Soal >>
Salin tanpa perubahan bagian teks tentang kebahagiaan dan wahyu yang dimulai dengan kata-kata "Kebahagiaan Hanya Akan" dan berakhir dengan "merasakan kebahagiaan selamanya.".

Teks Pilihan >>
Kebahagiaan Hanya Akan Diraih Dengan Mengikuti Wahyu
Syaikhul Islam Ibnu Taimiyah -semoga Allah merahmati beliau- mengatakan, 'Kebutuhan hamba terhadap risalah (wahyu) lebih besar daripada kebutuhan pasien kepada dokter. Apabila suatu penyakit yang tidak dapat disembuhkan kecuali dengan dokter tersebut ditangguhkan, tentu seorang pasien bisa kehilangan jiwanya. Adapun jika seorang hamba tidak memperoleh cahaya dan pelita wahyu, maka hatinya pasti akan mati dan kehidupannya tidak akan kembali selamanya. Atau dia akan mendapatkan penderitaan yang penuh dengan kesengsaraan dan tidak merasakan kebahagiaan selamanya.

Maka tidak ada keberuntungan kecuali dengan mengikuti Rasul (wahyu yang beliau bawa dari Al Qur'an dan As Sunnah, pen). Allah menegaskan hanya orang yang mengikuti Rasul -yaitu orang mu'min dan orang yang menolongnya- yang akan mendapatkan keberuntungan, sebagaimana firman-Nya yang artinya,'Maka orang-orang yang beriman kepadanya. memuliakannya, menolongnya dan mengikuti cahaya yang terang yang diturunkan kepadanya (Al Quran), mereka itulah orang-orang yang beruntung.' (QS. Al A'raf: 157) (Majmu' Fatawa Ibnu Taimiyah)

Data Hasil Ekstraksi >>
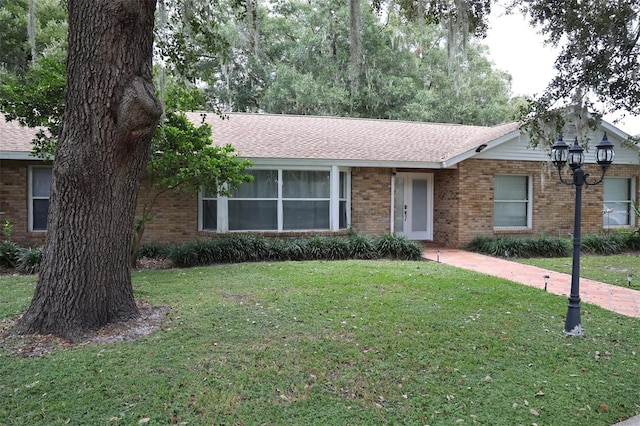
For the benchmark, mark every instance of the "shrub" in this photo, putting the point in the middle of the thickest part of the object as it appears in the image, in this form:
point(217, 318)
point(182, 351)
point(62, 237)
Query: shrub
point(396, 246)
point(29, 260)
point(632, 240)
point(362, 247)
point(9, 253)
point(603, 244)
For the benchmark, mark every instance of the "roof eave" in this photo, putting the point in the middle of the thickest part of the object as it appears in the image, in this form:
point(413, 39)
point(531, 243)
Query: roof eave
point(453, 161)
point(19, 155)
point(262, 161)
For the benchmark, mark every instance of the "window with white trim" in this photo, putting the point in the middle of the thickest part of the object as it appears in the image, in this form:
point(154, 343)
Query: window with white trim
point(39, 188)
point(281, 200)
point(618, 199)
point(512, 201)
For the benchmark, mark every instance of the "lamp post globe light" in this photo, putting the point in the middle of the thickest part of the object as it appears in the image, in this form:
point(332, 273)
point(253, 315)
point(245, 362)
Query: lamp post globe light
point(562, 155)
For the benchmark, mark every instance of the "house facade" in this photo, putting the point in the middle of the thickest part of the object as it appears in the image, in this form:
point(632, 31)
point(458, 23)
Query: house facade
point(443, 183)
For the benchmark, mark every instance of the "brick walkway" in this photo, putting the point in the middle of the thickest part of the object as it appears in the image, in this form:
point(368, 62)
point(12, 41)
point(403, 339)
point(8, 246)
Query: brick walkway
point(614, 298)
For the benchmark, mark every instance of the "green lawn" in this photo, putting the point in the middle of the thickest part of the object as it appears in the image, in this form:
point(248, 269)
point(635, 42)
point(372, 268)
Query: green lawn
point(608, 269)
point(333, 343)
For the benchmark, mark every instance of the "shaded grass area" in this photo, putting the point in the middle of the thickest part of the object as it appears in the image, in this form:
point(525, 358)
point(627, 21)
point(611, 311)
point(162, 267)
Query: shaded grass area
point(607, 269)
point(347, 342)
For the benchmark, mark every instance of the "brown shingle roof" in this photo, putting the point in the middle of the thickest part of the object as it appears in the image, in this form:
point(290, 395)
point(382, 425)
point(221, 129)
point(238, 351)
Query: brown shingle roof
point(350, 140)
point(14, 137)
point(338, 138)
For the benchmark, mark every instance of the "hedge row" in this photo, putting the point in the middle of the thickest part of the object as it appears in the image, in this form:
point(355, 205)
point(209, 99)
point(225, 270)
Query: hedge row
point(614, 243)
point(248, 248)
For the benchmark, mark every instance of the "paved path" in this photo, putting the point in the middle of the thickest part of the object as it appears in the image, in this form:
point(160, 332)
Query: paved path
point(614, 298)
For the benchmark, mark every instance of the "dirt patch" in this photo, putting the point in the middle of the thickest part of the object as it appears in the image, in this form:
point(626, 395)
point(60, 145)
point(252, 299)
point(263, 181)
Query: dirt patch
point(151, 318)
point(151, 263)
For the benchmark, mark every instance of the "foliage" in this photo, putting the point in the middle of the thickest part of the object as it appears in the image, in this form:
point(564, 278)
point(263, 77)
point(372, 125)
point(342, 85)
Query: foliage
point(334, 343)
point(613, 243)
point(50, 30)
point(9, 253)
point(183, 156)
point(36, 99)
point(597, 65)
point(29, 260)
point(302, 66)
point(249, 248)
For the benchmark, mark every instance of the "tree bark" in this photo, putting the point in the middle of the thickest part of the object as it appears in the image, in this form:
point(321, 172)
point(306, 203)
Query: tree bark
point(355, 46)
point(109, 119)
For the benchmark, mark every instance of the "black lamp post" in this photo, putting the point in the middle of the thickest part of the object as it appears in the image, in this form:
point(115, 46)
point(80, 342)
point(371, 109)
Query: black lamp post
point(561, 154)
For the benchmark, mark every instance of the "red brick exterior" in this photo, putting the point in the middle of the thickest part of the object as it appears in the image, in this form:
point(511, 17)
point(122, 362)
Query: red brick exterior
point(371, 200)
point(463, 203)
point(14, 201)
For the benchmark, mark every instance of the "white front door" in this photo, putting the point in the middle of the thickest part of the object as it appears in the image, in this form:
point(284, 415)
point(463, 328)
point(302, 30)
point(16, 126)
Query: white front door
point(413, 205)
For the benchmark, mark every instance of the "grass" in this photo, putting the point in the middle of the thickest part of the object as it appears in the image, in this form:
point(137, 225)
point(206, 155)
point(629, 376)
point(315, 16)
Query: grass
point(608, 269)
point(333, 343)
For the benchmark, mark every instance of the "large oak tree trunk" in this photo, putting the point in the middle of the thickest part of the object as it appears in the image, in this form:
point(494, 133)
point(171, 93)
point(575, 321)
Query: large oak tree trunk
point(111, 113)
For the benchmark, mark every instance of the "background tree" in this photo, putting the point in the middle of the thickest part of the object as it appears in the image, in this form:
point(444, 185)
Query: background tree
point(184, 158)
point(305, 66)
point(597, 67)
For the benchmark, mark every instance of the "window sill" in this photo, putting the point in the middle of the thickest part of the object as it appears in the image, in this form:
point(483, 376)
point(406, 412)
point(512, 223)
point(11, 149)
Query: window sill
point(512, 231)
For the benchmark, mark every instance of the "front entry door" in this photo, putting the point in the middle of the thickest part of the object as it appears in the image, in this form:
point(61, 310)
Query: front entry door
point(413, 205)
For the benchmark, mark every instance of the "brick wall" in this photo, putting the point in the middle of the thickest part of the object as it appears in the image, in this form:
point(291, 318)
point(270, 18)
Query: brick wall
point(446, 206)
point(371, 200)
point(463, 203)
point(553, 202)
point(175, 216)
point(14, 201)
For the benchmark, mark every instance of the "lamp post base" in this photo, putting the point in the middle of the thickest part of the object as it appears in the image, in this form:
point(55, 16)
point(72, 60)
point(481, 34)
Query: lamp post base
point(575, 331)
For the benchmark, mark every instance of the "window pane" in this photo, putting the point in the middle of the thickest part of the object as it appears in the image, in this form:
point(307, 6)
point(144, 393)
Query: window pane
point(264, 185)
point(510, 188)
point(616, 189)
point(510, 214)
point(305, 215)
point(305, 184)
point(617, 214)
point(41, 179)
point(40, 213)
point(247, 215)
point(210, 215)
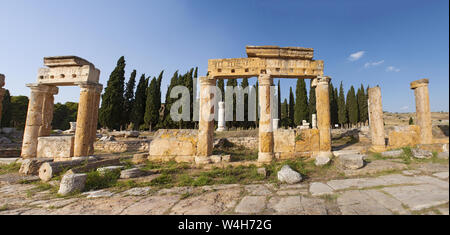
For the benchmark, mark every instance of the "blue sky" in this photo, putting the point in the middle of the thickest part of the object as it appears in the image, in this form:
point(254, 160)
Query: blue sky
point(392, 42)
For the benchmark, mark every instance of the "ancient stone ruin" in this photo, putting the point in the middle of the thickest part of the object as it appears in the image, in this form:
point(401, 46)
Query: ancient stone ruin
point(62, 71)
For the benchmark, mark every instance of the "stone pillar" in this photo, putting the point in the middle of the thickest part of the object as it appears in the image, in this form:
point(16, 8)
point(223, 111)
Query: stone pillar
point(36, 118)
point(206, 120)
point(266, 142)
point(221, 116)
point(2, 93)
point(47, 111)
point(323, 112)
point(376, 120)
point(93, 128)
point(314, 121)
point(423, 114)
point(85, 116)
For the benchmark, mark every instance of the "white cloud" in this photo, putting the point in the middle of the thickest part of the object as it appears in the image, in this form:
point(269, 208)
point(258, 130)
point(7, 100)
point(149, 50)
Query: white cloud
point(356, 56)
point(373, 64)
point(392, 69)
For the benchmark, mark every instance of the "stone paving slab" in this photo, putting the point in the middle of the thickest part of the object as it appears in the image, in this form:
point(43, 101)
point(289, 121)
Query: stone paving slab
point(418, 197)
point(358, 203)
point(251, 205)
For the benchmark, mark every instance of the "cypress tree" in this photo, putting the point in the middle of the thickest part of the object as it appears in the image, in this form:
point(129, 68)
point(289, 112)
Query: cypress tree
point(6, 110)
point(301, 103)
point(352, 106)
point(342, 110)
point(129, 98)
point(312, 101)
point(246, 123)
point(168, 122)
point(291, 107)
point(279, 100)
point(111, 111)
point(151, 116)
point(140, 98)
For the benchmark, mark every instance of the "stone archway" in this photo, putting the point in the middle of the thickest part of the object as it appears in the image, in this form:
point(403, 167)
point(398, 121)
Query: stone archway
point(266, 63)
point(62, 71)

Jawaban >>
Kebahagiaan Hanya Akan Diraih Dengan Mengikuti Wahyu
Syaikhul Islam Ibnu Taimiyah -semoga Allah merahmati beliau- mengatakan, 'Kebutuhan hamba terhadap risalah (wahyu) lebih besar daripada kebutuhan pasien kepada dokter. Apabila suatu penyakit yang tidak dapat disembuhkan kecuali dengan dokter tersebut ditangguhkan, tentu seorang pasien bisa kehilangan jiwanya. Adapun jika seorang hamba tidak memperoleh cahaya dan pelita wahyu, maka hatinya pasti akan mati dan kehidupannya tidak akan kembali selamanya. Atau dia akan mendapatkan penderitaan yang penuh dengan kesengsaraan dan tidak merasakan kebahagiaan selamanya.